**Document segment**

With some spectacular festival shows and a new singer in tow, the legendary metal band from Germany once again has returned to the spotlight. After celebrating their stage comeback, the band also released their ninth studio album Blood of the Nations in late August 2010 — the first album to be released in fourteen years. We talked to Accept’s guitarist, Wolf Hoffmann, about the new album, his work with Steinberg software and future plans.

Wolf, first of all, congratulations on your latest album and the impressive shows with your new lead singer. The new album has been receiving rave reviews around the world — even before it was released, The “Teutonic Terror” video clip reached number one in the MySpace video charts and your album made it to #4 in the German charts. So, it seems to be a promising comeback, right?
Yes, indeed! Everything’s working out really fine, and we’re in an excellent mood. This year we’ve experienced some great moments. We played to a crowd of 80,000 together with AC/DC, and we also had amazing shows at the Sonisphere and Rock Hard festivals.

When did you start working on the new material — before or after you met your new lead singer, Mark Tomillo?
All songs were written in summer 2009, shortly after we met Mark. It was pure chance that we met him. We spontaneously decided to revive Accept and to produce a new album.

You’ve been living in Nashville for quite a long time. Mark Tomillo and Peter Baltes are from the States, while the other band members live in Germany and Switzerland. What was it like to produce the album with some of you living so far apart?
We bridged the geographical distance with countless airline miles. Indeed, our homes are far apart from each other. But that’s the case for many other bands too and at some stage you get used to it. If we’re going on tour, for example, we meet some days in advance and rehearse the show — and here we go. When it comes to production and songwriting, each band member is working for himself in the beginning. When a sufficient number of ideas has been created, it’s time to work together on the new material. Like in the past, the majority of the songs was written in a team of two, consisting of Peter Baltes and me. We both have home studios and when something new is on the way, we frequently exchange MP3 files via email. But the most productive time is when we come together in person and interact with each other. This leads to a great drive that cannot be replaced. I know a lot of musicians who just exchange emails and don’t meet in person anymore. Everybody adds a part to the song — and that’s it. I’m missing a human component in this approach.

**Point-based annotation data**
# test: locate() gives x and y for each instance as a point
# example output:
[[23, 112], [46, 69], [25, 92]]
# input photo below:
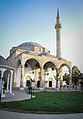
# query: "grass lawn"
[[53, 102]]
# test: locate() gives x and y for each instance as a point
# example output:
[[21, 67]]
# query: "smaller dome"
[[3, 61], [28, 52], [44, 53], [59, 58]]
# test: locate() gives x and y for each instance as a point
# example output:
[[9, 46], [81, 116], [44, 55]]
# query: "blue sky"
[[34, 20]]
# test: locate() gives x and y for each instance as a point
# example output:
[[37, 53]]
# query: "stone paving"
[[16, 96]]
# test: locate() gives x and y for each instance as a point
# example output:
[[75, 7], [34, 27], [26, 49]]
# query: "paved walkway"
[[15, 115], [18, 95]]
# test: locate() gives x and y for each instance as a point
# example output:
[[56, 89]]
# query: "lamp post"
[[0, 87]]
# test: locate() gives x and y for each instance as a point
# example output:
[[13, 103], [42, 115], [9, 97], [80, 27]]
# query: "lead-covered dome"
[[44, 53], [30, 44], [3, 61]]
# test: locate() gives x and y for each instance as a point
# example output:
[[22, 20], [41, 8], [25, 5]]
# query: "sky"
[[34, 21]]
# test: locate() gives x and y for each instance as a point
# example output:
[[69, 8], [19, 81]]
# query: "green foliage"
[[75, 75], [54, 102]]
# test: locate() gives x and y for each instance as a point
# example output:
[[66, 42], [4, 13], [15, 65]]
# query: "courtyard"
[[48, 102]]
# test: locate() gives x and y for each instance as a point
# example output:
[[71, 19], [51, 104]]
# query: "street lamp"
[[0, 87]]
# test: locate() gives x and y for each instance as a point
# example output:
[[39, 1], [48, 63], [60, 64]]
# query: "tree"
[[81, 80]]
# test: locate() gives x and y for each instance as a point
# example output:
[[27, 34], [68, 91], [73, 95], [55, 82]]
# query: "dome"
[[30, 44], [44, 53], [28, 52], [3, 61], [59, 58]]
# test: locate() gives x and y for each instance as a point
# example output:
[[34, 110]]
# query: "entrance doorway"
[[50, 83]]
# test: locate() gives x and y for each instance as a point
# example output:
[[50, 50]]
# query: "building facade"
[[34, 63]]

* * *

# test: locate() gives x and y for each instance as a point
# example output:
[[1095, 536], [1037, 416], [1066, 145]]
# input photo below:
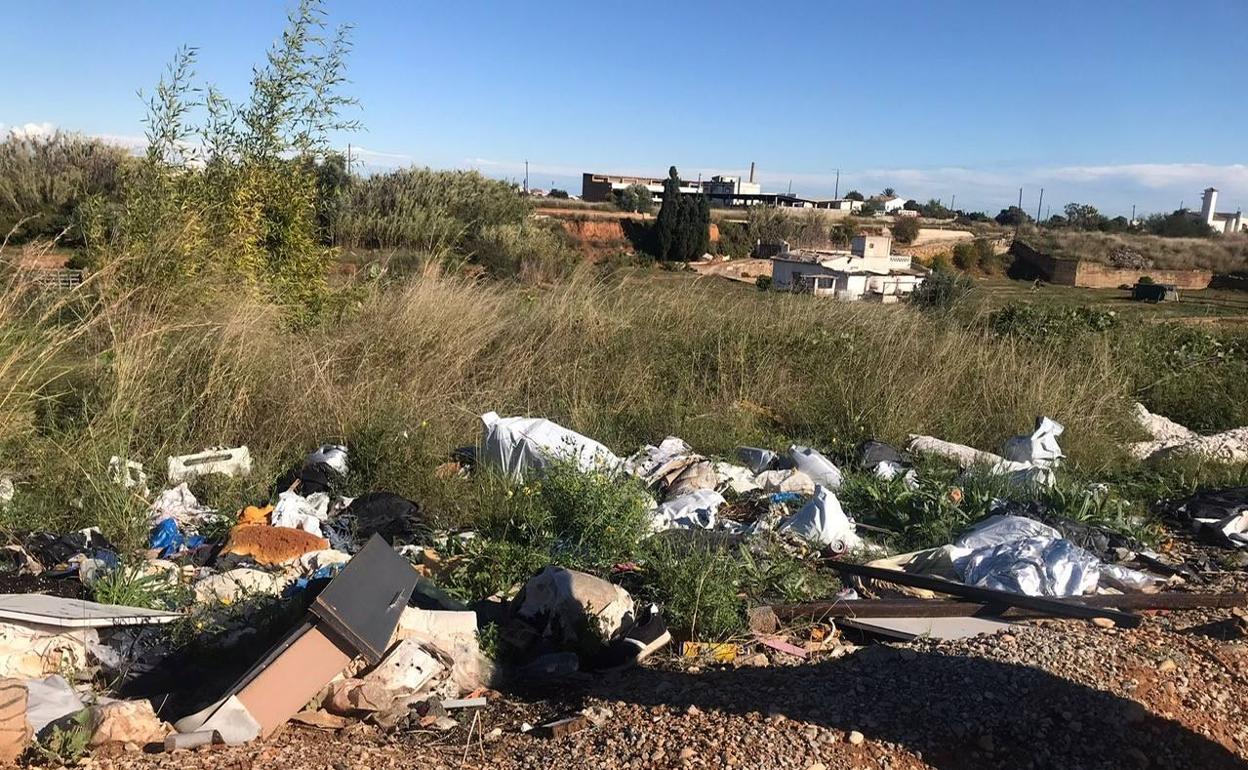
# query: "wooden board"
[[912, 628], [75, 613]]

...

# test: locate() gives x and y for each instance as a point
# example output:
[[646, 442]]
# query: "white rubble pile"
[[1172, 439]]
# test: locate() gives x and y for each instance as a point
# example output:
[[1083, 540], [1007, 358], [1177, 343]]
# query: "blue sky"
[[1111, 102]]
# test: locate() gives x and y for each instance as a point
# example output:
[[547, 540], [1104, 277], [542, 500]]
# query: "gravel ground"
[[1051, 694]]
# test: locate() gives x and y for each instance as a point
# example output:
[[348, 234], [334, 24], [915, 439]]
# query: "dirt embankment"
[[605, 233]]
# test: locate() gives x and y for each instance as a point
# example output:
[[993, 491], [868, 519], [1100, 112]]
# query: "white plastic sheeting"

**Jobs**
**A.** Using the interview with Accept's guitarist, decide whether each statement agrees with it: (i) Blood of the Nations was released in late August 2010; (ii) the songs on the new album were written in summer 2010; (iii) Peter Baltes and Wolf Hoffmann often send each other MP3 files by email. Answer yes or no for each and quote the words that settle it.
**B.** Answer these questions from the interview with Accept's guitarist, one per line:
(i) How large was the crowd when the band played together with AC/DC?
(ii) In which city has Wolf Hoffmann been living for a long time?
(iii) Which video clip reached number one in the MySpace video charts?
**C.** Return the passage of the interview with Accept's guitarist that starts with "When did you" and goes on through "so far apart?".

**Solutions below**
**A.**
(i) Yes: "released their ninth studio album Blood of the Nations in late August 2010"
(ii) No: "All songs were written in summer 2009, shortly after we met Mark."
(iii) Yes: "we frequently exchange MP3 files via email"

**B.**
(i) 80,000
(ii) Nashville
(iii) "Teutonic Terror"

**C.**
When did you start working on the new material — before or after you met your new lead singer, Mark Tomillo?
All songs were written in summer 2009, shortly after we met Mark. It was pure chance that we met him. We spontaneously decided to revive Accept and to produce a new album.

You’ve been living in Nashville for quite a long time. Mark Tomillo and Peter Baltes are from the States, while the other band members live in Germany and Switzerland. What was it like to produce the album with some of you living so far apart?